— start PAGE TEXT —

How prove this limit $\lim_{n\to\infty}\frac{n^2}{\frac{1}{a_{1}}+\frac{1}{a_{2}}+\cdots+\frac{1}{a_{n}}}=0$

Let $\varepsilon >0$. There is an index $r$ such that $\sum_{k=r}^{\infty}a_k \leq \frac{4}{9}\varepsilon$.

Let $n\geq r$. Consider the $n-r+1$ numbers $a_r,a_{r+1}, \ldots,a_n$. The generalized means inequality implies that

$$ M_{-1}(a_r,a_{r+1}, \ldots,a_n) \leq M_{0}(a_r,a_{r+1}, \ldots,a_n) \tag{1} $$

i.e.

$$ \frac{n-r+1}{\sum_{k=r}^{n} \frac{1}{a_k}} \leq \frac{\sum_{k=r}^n a_k}{n-r+1} \tag{2} $$

This implies that

$$ \frac{n^2}{\sum_{k=1}^{n} \frac{1}{a_k}} \leq \frac{n^2}{\sum_{k=r}^{n} \frac{1}{a_k}} \leq \big(\frac{n}{n-r+1}\big)^2 \big(\sum_{k=r}^n a_k \big) \leq \big(\frac{n}{n-r+1}\big)^2 \frac{4}{9}\varepsilon $$

Now, if we take $n\geq 3(r-1)$ we will have $\frac{n}{n-r+1} \leq \frac{3}{2}$ so $\big(\frac{n}{n-r+1}\big)^2 \leq \frac{9}{4}$ and hence

$$ \frac{n^2}{\sum_{k=1}^{n} \frac{1}{a_k}} \leq \varepsilon $$

which concludes the proof.

— end PAGE TEXT —
— start RECORDED DATA —

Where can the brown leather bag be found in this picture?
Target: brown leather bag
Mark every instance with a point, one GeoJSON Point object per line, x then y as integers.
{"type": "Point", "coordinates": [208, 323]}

— end RECORDED DATA —

[TO DO]
1. Write out the stretch of the limit proof from "Now, if we take" through "concludes the proof." again, swapping "concludes" for "completes".
2. According to the limit proof, which inequality implies inequality (1)?

[EXERCISE RESULTS]
1.
Now, if we take $n\geq 3(r-1)$ we will have $\frac{n}{n-r+1} \leq \frac{3}{2}$ so $\big(\frac{n}{n-r+1}\big)^2 \leq \frac{9}{4}$ and hence

$$ \frac{n^2}{\sum_{k=1}^{n} \frac{1}{a_k}} \leq \varepsilon $$

which completes the proof.

2. The generalized means inequality.